◆ **What to do**
Render the listing below as a JSON list of strings with one string per line, omitting blank lines and leaving out the pictures.

Dataset records:
BEGIN

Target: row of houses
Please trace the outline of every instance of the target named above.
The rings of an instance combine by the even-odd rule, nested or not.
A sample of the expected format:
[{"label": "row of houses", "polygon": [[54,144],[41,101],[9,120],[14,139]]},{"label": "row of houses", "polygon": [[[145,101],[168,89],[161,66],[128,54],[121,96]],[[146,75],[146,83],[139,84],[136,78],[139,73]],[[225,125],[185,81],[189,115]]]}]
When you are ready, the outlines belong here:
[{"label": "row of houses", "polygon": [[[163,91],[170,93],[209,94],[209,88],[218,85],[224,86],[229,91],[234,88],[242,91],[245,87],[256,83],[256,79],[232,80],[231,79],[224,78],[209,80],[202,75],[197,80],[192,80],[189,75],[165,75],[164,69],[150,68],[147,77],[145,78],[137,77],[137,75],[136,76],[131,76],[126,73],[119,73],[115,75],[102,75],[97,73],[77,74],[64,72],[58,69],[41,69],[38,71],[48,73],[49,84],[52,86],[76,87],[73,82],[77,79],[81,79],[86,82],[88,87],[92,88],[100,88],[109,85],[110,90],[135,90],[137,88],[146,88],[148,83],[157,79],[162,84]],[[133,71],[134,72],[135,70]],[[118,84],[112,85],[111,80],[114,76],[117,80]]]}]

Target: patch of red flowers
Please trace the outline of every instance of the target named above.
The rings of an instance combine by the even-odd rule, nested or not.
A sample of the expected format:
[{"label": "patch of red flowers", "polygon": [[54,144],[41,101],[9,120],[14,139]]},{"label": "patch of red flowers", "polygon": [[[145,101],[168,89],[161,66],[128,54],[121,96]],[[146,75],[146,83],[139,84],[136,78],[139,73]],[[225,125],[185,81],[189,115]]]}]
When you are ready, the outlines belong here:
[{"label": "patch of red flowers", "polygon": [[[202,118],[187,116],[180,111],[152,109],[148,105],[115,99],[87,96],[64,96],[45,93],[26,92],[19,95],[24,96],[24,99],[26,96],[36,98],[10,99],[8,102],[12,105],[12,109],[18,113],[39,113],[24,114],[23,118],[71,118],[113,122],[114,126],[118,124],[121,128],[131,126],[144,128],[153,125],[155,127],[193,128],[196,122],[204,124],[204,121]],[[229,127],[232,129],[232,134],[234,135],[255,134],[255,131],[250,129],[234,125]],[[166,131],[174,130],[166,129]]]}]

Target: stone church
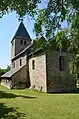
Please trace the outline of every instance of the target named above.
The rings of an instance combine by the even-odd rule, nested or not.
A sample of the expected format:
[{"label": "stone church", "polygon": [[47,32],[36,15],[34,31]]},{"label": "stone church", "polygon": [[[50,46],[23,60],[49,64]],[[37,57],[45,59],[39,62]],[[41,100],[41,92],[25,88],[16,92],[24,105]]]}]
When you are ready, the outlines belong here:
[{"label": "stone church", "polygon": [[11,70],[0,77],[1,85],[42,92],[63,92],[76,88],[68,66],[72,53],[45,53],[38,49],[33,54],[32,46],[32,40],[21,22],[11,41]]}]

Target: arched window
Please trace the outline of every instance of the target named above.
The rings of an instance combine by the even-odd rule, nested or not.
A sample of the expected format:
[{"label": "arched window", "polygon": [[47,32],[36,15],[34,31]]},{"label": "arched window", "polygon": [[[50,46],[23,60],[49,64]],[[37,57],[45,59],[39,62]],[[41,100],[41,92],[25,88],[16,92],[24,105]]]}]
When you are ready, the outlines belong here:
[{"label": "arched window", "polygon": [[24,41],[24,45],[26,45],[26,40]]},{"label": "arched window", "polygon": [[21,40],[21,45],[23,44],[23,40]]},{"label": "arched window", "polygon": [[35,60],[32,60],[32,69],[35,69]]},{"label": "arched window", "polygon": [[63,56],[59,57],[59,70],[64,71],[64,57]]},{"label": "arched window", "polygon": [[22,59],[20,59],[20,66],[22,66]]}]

END

◆ **Expected answer**
[
  "Target: row of houses",
  "Please trace the outline of every instance of the target named above.",
  "The rings of an instance combine by the even-odd rule, nested or not.",
  "A sample of the expected format:",
  "[{\"label\": \"row of houses\", \"polygon\": [[54,144],[41,101],[9,120],[14,139]]},{\"label\": \"row of houses\", \"polygon\": [[[145,101],[168,89],[161,66],[128,54],[121,96]],[[146,75],[146,83],[139,84],[136,78],[139,73]],[[225,125],[185,81],[189,115]]]}]",
  "When you are ready, the outlines belong here:",
  "[{\"label\": \"row of houses\", \"polygon\": [[[163,91],[170,93],[209,94],[209,88],[218,85],[224,86],[229,91],[234,88],[242,91],[245,87],[256,83],[256,79],[232,80],[231,79],[224,78],[209,80],[202,75],[197,80],[192,80],[189,75],[165,75],[164,69],[150,68],[147,77],[145,78],[137,77],[137,75],[136,76],[131,76],[126,73],[119,73],[115,75],[102,75],[97,73],[77,74],[64,72],[58,69],[41,69],[38,71],[48,73],[49,84],[52,86],[76,87],[73,82],[77,79],[81,79],[86,82],[88,87],[92,88],[100,88],[109,85],[110,90],[135,90],[137,88],[146,88],[148,83],[157,79],[162,84]],[[133,71],[134,72],[135,70]],[[118,84],[112,85],[111,80],[114,76],[117,80]]]}]",
  "Target: patch of red flowers",
  "Please trace the outline of every instance of the target named above.",
  "The rings of an instance combine by the even-odd rule, nested or not.",
  "A sample of the expected format:",
  "[{\"label\": \"patch of red flowers\", \"polygon\": [[54,144],[41,101],[9,120],[14,139]]},{\"label\": \"patch of red flowers\", \"polygon\": [[[145,101],[168,89],[161,66],[128,54],[121,96]],[[146,75],[146,83],[139,84],[136,78],[139,73]],[[225,125],[185,81],[189,115]]]}]",
  "When you are ready, the outlines belong here:",
  "[{\"label\": \"patch of red flowers\", \"polygon\": [[[202,118],[187,116],[180,111],[152,109],[148,105],[115,99],[87,96],[64,96],[45,93],[26,92],[19,95],[24,96],[24,99],[26,96],[36,98],[10,99],[8,102],[12,105],[12,109],[18,113],[39,113],[24,114],[23,118],[71,118],[113,122],[114,126],[118,124],[121,128],[131,126],[144,128],[153,125],[155,127],[193,128],[196,122],[204,124],[204,121]],[[229,127],[232,129],[232,134],[234,135],[255,134],[255,131],[250,129],[234,125]],[[166,131],[174,130],[166,129]]]}]",
  "Target: stone church",
  "Please trace the outline of every instance of the target named above.",
  "The rings of an instance combine by the even-odd rule, nested or not.",
  "A sample of the expected format:",
  "[{\"label\": \"stone church\", \"polygon\": [[47,32],[36,15],[34,31]]},{\"label\": \"stone church\", \"polygon\": [[[50,46],[23,60],[49,64]],[[37,57],[45,59],[39,62]],[[41,100],[41,92],[25,88],[16,92],[24,105]]]}]",
  "When you are ready, the outlines belong here:",
  "[{\"label\": \"stone church\", \"polygon\": [[11,70],[0,77],[1,85],[42,92],[63,92],[76,88],[68,66],[72,53],[45,53],[38,49],[33,54],[32,46],[32,40],[21,22],[11,41]]}]",
  "Target: arched window",
  "Please trace the outline of every instance of the target named above.",
  "The rings of an instance combine by the even-odd rule, nested or not.",
  "A sample of the expected format:",
  "[{\"label\": \"arched window\", \"polygon\": [[47,32],[36,15],[34,31]]},{\"label\": \"arched window\", \"polygon\": [[[50,46],[23,60],[49,64]],[[37,57],[45,59],[39,62]],[[41,100],[41,92],[25,88],[16,92],[24,105]]]}]",
  "When you are ready, the outlines belong here:",
  "[{\"label\": \"arched window\", \"polygon\": [[24,41],[24,45],[26,45],[26,40]]},{\"label\": \"arched window\", \"polygon\": [[21,40],[21,45],[23,44],[23,40]]},{\"label\": \"arched window\", \"polygon\": [[35,60],[32,60],[32,69],[35,69]]},{\"label\": \"arched window\", \"polygon\": [[63,56],[59,57],[59,70],[64,71],[64,57]]},{\"label\": \"arched window\", \"polygon\": [[22,59],[20,59],[20,66],[22,66]]}]"
]